**Written exercise**
In the listing below, copy every line from the line containing "Integration test — verify detection of the truck front" up to and including the line containing "[40,176,95,204]", with the request text included. Increase each bounding-box coordinate in those lines by 73.

Coordinate annotation listing:

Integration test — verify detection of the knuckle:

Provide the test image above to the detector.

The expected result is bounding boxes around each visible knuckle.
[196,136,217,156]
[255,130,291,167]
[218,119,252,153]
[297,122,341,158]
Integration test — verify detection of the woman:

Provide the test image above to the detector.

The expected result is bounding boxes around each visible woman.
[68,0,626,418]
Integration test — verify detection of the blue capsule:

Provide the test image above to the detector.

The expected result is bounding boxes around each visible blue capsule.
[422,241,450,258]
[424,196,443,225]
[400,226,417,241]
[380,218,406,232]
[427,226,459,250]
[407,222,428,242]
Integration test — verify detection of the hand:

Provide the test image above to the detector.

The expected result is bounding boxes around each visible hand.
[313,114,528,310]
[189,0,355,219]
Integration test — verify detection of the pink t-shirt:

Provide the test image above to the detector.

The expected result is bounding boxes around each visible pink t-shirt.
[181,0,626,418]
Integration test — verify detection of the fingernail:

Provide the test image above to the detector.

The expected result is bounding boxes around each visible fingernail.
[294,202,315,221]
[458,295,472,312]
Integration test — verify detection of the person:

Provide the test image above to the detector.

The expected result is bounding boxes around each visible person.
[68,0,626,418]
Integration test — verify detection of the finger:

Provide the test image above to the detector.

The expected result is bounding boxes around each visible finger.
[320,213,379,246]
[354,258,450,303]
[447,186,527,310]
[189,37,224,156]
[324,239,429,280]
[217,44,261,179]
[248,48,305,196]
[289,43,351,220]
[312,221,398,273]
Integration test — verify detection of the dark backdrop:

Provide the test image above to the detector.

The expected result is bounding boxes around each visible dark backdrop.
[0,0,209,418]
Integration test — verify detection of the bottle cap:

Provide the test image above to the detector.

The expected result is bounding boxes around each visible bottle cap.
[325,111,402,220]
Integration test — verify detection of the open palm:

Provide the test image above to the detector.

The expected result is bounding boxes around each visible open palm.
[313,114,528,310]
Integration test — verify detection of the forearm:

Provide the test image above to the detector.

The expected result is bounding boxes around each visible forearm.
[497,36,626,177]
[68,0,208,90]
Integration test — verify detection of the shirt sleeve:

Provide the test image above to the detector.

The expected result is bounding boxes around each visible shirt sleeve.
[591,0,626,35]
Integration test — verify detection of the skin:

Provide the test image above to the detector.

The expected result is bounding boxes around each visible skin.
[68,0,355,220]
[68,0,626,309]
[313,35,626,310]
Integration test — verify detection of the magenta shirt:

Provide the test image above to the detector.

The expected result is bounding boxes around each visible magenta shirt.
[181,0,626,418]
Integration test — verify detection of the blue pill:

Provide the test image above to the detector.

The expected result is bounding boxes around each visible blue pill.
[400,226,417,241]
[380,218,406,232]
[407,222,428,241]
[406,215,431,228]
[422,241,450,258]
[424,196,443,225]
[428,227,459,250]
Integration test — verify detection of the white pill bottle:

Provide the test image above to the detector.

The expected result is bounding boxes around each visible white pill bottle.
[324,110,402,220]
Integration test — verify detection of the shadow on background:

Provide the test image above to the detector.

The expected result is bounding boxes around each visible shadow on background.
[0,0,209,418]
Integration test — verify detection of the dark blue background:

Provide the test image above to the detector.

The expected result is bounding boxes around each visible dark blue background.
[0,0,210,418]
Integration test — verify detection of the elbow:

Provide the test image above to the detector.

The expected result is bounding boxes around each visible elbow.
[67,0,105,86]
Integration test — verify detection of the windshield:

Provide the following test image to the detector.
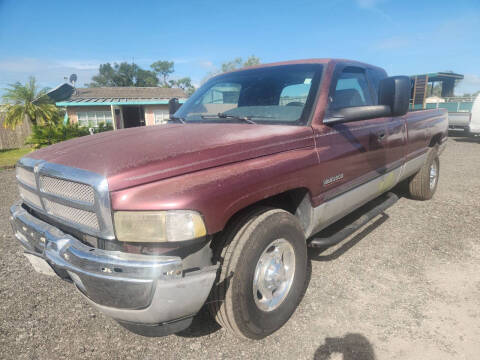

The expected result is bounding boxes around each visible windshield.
[173,64,322,125]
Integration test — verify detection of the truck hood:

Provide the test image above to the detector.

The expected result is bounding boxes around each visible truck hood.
[28,124,314,191]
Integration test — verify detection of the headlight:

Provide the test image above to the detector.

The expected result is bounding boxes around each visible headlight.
[113,210,207,242]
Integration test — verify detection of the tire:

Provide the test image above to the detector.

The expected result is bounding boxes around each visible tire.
[408,146,440,200]
[209,208,307,339]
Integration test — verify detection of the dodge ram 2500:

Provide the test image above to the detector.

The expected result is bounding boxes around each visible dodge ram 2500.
[11,59,448,339]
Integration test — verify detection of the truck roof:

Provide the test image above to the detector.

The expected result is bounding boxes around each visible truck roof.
[219,58,384,75]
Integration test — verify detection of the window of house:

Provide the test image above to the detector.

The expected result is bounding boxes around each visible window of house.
[153,110,170,125]
[330,67,373,109]
[278,82,312,107]
[77,111,112,127]
[200,83,242,105]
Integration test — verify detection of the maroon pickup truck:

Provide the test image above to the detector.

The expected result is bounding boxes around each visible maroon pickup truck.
[11,59,448,339]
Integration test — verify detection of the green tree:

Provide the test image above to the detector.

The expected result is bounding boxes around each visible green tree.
[169,77,195,96]
[87,62,158,87]
[221,55,260,72]
[2,76,59,129]
[150,60,175,87]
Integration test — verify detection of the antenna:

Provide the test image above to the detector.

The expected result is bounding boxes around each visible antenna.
[70,74,77,87]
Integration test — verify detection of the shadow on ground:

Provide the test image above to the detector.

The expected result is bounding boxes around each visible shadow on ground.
[453,136,480,144]
[313,334,375,360]
[182,186,405,338]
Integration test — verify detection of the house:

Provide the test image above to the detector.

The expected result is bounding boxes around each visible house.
[56,87,187,129]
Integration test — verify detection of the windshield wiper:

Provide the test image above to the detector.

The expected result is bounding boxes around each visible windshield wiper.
[202,113,257,125]
[170,116,187,124]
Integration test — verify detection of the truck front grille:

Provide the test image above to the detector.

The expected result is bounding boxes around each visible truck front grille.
[43,199,99,230]
[18,186,42,209]
[17,158,114,239]
[40,176,95,204]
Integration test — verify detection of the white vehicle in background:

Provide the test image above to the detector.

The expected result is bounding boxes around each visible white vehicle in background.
[470,94,480,135]
[410,72,480,134]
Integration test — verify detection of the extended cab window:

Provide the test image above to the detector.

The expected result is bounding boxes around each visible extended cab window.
[330,67,373,110]
[175,64,322,125]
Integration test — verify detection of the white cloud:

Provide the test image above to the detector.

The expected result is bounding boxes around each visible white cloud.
[0,58,102,89]
[374,36,410,50]
[455,74,480,94]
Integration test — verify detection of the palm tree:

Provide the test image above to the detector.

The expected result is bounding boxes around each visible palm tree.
[2,76,58,129]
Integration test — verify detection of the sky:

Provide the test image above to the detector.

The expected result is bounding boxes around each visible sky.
[0,0,480,94]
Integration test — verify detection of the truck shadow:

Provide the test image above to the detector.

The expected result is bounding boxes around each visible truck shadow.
[313,334,376,360]
[175,259,312,338]
[453,136,480,144]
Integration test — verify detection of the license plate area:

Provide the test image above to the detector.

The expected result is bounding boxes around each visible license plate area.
[23,253,56,276]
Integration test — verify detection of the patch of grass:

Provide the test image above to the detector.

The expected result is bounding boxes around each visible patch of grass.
[0,148,32,169]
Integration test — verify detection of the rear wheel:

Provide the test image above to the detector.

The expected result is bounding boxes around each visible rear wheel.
[408,146,440,200]
[209,208,307,339]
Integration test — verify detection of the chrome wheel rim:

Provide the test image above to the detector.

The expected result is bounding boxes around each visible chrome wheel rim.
[253,239,295,311]
[430,161,438,190]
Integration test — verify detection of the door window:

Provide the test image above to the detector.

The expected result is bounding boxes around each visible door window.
[330,67,373,110]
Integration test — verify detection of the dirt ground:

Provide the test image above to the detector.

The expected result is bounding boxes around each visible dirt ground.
[0,138,480,360]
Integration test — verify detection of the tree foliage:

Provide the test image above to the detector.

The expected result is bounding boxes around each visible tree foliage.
[150,60,175,87]
[221,55,260,72]
[86,60,195,95]
[2,77,59,129]
[88,62,158,87]
[26,121,113,149]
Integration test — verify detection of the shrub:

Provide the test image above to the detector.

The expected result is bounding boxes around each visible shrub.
[25,122,113,149]
[26,123,89,149]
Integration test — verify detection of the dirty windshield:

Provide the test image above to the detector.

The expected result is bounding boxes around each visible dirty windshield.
[173,64,322,125]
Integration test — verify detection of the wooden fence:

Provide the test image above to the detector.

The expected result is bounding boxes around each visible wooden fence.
[0,112,32,150]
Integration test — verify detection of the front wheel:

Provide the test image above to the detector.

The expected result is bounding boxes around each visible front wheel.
[209,208,307,339]
[408,147,440,200]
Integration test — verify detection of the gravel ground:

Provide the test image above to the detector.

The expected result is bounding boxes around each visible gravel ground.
[0,138,480,360]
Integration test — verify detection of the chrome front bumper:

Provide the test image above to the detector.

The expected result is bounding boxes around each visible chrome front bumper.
[10,204,217,325]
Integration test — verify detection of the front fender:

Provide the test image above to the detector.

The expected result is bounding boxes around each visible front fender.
[111,148,321,234]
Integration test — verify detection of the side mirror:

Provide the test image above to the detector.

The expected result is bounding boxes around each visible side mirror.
[323,105,392,124]
[168,98,182,115]
[378,76,410,116]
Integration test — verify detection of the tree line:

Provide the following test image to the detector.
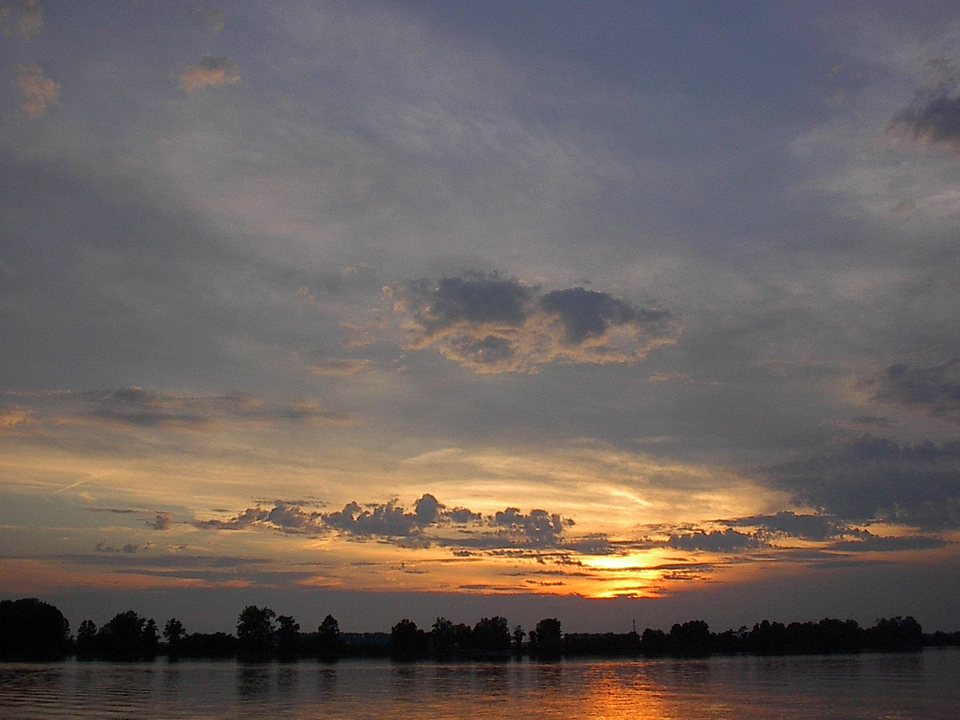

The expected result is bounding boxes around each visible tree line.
[0,598,960,661]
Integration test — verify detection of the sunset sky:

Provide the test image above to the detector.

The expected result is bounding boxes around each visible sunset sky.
[0,0,960,631]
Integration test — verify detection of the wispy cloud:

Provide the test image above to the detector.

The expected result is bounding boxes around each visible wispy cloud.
[180,55,240,93]
[0,0,43,40]
[17,65,60,118]
[384,273,678,373]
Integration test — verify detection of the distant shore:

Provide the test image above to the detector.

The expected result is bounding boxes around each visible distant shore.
[0,598,960,661]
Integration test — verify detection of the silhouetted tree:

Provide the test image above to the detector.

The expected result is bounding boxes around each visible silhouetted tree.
[748,620,787,655]
[163,618,187,655]
[77,620,97,659]
[237,605,277,659]
[96,610,159,660]
[864,615,923,652]
[390,618,428,660]
[640,628,667,657]
[473,615,510,655]
[513,625,526,655]
[317,615,343,660]
[667,620,712,657]
[429,617,461,658]
[178,632,240,658]
[277,615,300,659]
[0,598,70,659]
[530,618,563,658]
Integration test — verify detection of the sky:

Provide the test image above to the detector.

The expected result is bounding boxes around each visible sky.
[0,0,960,631]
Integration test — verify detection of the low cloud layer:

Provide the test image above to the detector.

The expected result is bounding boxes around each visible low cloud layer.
[384,274,678,373]
[180,55,240,93]
[197,493,574,549]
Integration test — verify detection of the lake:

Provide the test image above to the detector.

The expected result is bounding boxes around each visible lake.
[0,648,960,720]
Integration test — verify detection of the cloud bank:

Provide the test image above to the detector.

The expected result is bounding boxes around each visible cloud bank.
[384,274,678,373]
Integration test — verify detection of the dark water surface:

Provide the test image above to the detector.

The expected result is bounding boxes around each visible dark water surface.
[0,649,960,720]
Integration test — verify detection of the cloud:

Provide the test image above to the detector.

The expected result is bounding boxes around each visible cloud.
[728,511,850,540]
[17,65,60,118]
[887,79,960,152]
[146,512,171,531]
[180,55,240,92]
[0,405,30,432]
[77,385,351,430]
[384,273,677,373]
[309,360,370,377]
[666,528,766,553]
[830,533,948,552]
[493,508,573,547]
[96,542,153,555]
[870,357,960,423]
[0,0,43,40]
[196,493,568,549]
[767,435,960,529]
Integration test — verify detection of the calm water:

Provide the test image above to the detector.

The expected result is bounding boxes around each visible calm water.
[0,649,960,720]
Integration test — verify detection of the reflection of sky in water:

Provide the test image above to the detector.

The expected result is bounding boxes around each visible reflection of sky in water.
[0,650,960,720]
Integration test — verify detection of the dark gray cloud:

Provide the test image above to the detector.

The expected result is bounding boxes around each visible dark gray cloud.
[384,273,677,373]
[767,435,960,529]
[830,533,948,552]
[0,0,43,40]
[888,82,960,152]
[11,385,352,430]
[871,357,960,423]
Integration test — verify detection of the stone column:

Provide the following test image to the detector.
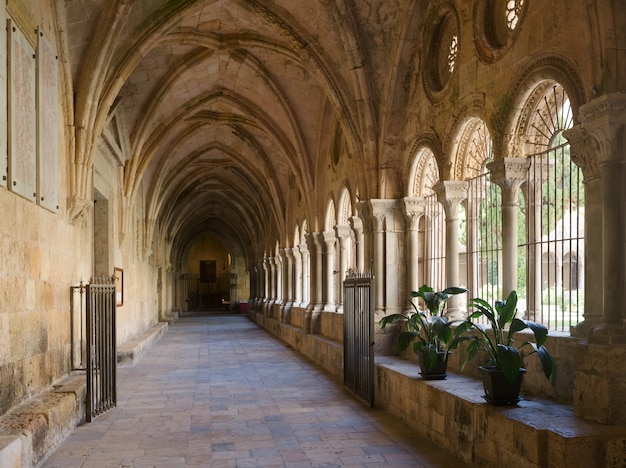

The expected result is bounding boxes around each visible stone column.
[563,126,604,337]
[370,200,406,314]
[433,180,469,319]
[488,158,530,297]
[282,248,294,323]
[335,225,352,310]
[568,93,626,344]
[300,242,312,307]
[292,246,302,306]
[322,231,337,312]
[403,197,426,300]
[350,216,365,273]
[566,93,626,425]
[304,232,323,334]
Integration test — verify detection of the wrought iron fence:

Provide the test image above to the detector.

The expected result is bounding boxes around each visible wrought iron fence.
[343,270,374,407]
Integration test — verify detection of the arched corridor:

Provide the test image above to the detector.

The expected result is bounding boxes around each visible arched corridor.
[0,0,626,468]
[44,315,464,468]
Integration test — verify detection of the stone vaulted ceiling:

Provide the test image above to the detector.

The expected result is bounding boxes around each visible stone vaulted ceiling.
[65,0,416,266]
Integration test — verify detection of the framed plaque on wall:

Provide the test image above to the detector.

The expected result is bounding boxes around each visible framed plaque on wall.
[0,0,9,187]
[7,20,37,201]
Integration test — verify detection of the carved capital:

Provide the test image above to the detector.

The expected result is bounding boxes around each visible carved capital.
[322,231,337,251]
[487,158,530,200]
[370,199,398,231]
[67,197,93,226]
[335,224,352,239]
[563,126,602,182]
[433,180,469,219]
[402,197,426,229]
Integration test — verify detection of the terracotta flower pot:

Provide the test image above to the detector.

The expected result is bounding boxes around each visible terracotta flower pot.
[478,366,526,405]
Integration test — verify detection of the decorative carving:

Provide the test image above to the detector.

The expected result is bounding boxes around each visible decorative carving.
[433,180,469,219]
[402,197,426,229]
[67,197,93,227]
[563,127,602,182]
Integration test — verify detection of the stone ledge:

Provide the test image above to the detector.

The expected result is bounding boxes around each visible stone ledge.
[117,322,169,367]
[0,372,86,467]
[375,356,626,468]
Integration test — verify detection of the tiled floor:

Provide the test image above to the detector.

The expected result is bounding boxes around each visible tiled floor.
[44,315,463,468]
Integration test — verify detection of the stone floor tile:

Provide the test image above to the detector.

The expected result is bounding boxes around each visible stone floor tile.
[44,315,464,468]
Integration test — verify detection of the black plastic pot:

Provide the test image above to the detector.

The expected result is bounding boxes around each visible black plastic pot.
[418,351,448,380]
[478,366,526,405]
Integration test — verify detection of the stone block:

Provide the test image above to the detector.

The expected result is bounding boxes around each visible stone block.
[0,436,22,468]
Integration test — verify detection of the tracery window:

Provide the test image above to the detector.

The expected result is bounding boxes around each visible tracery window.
[448,34,459,75]
[506,0,524,31]
[520,85,585,331]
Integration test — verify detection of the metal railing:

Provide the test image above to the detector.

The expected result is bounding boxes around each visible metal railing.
[520,144,585,331]
[343,270,374,407]
[85,276,117,422]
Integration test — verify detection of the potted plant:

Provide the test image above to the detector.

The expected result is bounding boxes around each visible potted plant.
[452,291,554,405]
[379,285,467,379]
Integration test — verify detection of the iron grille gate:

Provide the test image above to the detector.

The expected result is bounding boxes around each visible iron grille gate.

**Result of this task**
Integration test — verify detection of the truck front grille:

Provide the test image above to the detector.

The expected result is bounding boxes around each visible truck front grille.
[116,272,172,303]
[91,259,115,282]
[90,231,187,312]
[113,249,168,277]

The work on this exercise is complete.